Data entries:
□ □ □ □

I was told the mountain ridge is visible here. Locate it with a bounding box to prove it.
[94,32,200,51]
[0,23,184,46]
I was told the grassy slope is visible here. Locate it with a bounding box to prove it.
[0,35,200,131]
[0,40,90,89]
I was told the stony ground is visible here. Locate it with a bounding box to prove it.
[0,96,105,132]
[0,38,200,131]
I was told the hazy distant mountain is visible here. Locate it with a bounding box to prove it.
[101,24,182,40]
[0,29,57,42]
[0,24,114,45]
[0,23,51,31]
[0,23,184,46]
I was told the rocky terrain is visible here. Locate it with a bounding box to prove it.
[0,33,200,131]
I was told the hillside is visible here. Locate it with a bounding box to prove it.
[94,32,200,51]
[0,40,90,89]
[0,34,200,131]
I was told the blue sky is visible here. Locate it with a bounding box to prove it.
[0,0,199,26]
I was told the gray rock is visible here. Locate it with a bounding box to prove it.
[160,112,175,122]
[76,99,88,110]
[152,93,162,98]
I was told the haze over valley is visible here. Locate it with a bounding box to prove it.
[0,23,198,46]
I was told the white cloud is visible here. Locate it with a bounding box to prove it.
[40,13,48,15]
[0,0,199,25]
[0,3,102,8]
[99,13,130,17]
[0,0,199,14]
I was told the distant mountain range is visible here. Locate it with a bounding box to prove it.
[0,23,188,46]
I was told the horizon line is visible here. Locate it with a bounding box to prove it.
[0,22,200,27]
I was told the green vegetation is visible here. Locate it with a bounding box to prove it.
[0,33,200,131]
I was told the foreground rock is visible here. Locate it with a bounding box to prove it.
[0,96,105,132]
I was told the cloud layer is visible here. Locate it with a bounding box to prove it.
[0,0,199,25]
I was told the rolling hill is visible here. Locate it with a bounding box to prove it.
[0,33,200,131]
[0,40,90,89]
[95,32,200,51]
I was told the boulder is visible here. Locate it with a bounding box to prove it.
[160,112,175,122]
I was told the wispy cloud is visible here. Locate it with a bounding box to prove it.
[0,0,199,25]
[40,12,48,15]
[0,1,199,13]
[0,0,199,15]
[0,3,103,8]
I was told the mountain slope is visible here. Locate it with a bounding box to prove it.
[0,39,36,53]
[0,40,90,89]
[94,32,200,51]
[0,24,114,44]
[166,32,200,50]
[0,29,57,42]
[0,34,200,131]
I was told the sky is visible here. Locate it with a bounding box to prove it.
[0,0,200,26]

□ □ □ □

Task requirements:
Give the lines from the one containing "I was told the mountain slope" through the end of the entries again, exactly as written and with no other lines.

Solved problem:
I was told the mountain slope is visible here. Locate it with a bounding box to prove it.
[0,39,36,53]
[0,40,90,89]
[94,32,200,51]
[0,24,114,44]
[166,32,200,50]
[0,29,57,42]
[0,34,200,131]
I was told the sky is visible here. Locate it with a bounding box to prove it.
[0,0,200,26]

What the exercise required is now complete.